___ Text block ___

It is very exciting to me that no matter what the situation is for that adult, they can sit down with a picture book with a young child and have the child turn the pages and talk with the child about those pictures on the pages and that child is going to be getting all of the benefits that they would be getting even if they were traditionally reading it word by word all the way through. So doing that with children can either be in addition to traditionally reading and that just enriches it or that can be instead of traditionally reading to them. So that’s another part of the project that I really want to promote to parents that this is an option that can really increase the connection and the bonding because the more dialog the parent and child has about that book and the pictures on the page, it is going to strengthen their connection, but it is also going to strengthen their learning how to learn to read. So I think that is so exciting, which I wouldn’t have discovered if I wasn’t doing this project.

blessed-unrest-coverLISA REAGAN: Well, just your approach is very holistic, because you’re looking at literacy now on so many different levels and I know you had shared with me that you are inspired by Paul Hawken, who wrote Blessed Unrest.

PAM LEO: I am so inspired by him.

LISA REAGAN: Yeah, so tell me about “Solving for Pattern.”

PAM LEO: That was a totally new concept for me. I listen to audio books a lot. I am a major fan of audio books and his, just, I saw it, I was looking for books and I saw it and it just spoke to me and I bought it. I have been listening to it really the whole time I have been developing this project, just listening to it over and over.

Solving for Pattern, Wendell Berry actually coined that phrase. It is about finding a solution that just doesn’t fix one problem that it addresses many aspects of that situation. So if you look at illiteracy as the problem and that it is caused by the lack of books in children’s homes. So you would think, okay, so we solve the problem by putting donated books into the food pantries where parents can get them and now there will be books in the home. But that is only a small part of it. So far, I have identified ten areas. It is a solution to ten other things besides just getting books into the home. Do you want to hear about that?

LISA REAGAN: Yes!

PAM LEO: Okay. The first one is the obvious is that is solves the lack of children’s books in low income homes by using an existing infrastructure. The food pantries are already there. They exist in every city in town. We are not creating something new here. We are connecting to something that already exists.

___

» **Problem**
Pick up the interview on getting children's books into food pantries where it stops, and carry it on from its final sentence.

___ Records supplied ___

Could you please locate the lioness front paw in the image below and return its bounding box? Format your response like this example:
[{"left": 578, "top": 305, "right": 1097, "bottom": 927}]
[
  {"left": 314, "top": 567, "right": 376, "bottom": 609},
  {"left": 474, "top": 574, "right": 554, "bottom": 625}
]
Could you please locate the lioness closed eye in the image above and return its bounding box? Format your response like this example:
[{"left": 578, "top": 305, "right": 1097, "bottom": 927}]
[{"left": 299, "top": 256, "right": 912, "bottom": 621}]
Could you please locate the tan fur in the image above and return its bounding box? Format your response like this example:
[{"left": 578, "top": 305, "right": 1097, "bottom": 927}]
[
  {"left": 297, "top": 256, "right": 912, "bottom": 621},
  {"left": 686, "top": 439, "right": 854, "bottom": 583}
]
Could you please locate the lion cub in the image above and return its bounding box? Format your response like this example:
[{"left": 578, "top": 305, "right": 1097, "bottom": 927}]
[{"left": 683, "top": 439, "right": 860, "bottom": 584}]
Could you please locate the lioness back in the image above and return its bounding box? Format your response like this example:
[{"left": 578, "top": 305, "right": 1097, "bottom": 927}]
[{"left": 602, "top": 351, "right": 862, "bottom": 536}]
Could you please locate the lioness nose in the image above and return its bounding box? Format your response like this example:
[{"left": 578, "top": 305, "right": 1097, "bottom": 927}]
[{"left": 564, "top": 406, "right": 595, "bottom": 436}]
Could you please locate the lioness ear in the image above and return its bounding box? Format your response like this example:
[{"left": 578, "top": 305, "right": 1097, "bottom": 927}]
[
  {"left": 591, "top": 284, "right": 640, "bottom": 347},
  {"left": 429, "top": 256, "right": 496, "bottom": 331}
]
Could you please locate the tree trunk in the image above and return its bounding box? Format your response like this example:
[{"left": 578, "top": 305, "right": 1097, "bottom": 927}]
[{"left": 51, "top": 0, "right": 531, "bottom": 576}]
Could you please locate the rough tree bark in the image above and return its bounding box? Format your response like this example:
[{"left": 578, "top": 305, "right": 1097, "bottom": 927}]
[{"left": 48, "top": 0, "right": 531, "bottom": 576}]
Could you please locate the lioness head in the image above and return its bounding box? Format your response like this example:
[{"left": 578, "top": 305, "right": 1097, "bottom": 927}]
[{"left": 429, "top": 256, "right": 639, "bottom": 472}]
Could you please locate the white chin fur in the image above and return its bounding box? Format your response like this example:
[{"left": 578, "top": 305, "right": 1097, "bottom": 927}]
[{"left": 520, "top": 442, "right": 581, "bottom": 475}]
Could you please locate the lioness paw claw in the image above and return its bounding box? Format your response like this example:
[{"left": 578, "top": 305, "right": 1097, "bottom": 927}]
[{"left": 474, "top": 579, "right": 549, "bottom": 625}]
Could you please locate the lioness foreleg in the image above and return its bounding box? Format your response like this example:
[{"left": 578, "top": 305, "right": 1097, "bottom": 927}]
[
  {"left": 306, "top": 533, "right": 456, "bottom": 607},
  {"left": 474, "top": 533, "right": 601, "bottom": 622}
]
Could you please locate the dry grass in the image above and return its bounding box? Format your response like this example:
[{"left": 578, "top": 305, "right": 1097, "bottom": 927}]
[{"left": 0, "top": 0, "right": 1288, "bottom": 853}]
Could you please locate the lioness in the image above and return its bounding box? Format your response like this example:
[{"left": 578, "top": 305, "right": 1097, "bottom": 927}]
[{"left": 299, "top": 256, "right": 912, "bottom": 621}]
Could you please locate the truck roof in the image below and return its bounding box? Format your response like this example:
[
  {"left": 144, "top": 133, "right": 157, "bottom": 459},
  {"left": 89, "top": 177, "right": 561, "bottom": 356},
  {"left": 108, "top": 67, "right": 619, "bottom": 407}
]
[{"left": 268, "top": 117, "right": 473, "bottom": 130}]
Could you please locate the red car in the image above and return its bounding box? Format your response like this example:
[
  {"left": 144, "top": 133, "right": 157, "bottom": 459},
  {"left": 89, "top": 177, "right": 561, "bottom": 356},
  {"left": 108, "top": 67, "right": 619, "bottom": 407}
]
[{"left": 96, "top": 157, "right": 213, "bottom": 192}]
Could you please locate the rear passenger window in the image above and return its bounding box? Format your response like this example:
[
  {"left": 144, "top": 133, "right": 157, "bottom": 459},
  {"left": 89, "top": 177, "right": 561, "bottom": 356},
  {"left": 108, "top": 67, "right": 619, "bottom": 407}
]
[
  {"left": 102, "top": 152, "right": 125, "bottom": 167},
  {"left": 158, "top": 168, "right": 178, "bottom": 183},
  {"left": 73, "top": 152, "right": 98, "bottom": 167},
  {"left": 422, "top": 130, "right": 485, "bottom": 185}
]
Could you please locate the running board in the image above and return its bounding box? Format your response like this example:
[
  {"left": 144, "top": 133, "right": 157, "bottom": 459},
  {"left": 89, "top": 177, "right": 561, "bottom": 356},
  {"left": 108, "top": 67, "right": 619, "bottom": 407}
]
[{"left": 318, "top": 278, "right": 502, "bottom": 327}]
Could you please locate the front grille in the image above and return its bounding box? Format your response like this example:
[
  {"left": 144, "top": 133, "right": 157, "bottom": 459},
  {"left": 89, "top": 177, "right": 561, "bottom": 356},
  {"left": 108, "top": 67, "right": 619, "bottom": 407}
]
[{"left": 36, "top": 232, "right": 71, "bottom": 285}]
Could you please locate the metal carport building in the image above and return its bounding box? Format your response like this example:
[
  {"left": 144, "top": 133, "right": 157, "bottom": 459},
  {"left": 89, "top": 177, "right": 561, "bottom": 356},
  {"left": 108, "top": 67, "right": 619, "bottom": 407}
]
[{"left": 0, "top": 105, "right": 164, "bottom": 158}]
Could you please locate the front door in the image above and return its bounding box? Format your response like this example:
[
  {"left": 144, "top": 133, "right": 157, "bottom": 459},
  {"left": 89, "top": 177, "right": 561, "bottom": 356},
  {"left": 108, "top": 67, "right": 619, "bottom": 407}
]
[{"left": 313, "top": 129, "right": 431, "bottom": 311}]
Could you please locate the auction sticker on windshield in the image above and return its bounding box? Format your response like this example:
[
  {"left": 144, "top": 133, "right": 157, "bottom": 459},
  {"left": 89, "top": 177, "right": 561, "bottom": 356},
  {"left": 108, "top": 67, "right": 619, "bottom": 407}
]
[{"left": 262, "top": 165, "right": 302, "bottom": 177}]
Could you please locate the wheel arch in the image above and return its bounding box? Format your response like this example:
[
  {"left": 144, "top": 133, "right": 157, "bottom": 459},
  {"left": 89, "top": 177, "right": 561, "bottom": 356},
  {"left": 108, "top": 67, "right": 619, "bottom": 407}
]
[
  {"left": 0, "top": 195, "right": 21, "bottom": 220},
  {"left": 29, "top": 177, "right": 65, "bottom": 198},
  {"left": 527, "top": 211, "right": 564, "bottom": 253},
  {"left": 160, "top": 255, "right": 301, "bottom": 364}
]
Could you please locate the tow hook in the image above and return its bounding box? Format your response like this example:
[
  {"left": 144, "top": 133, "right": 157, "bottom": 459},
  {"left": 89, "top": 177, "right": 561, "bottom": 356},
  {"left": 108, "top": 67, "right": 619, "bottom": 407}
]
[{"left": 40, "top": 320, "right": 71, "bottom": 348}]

___

» **Exercise result**
Because it already exists, the second benefit is that parents will be able to get these books for their children not by going someplace new or separate or different. They can get them at a place that they are already familiar and comfortable with going, so that is definitely a second benefit.

Third, it also recycles unneeded books. The plan for the Book Fairy Pantry Project is that donated books largely will come from having donation boxes set up in the schools, churches, library, anywhere in the community that is willing to have a donation box in their premises, nut largely from the schools, so children are actually going to be able to help other children by donating the books they’ve already read or have outgrown and so that concept of children helping children really appeals to me and it gives them a strong message about how important reading is if we’re doing all of this to get books to children who wouldn’t otherwise have any.

The fourth one is parents being the ones who get to pick out the books. I just see that as just an important aspect of the project that they will be so much more invested in reading the books because they picked them out. I just have this vision of a parent being there getting their food and then they get to see the books and saying okay, I’m going to get a board book for the baby and Johnny loves dinosaurs, so I am going to get him this dinosaur picture book and Sally is really into fairies so I am going to get her this chapter book. So just going home excited to be the one who brings these things to their children. So I just really get excited when I think about that. The fact that books and food are going to be together in the same facility really elevates books to the importance of food and shelter. So I think there is a really big message in that.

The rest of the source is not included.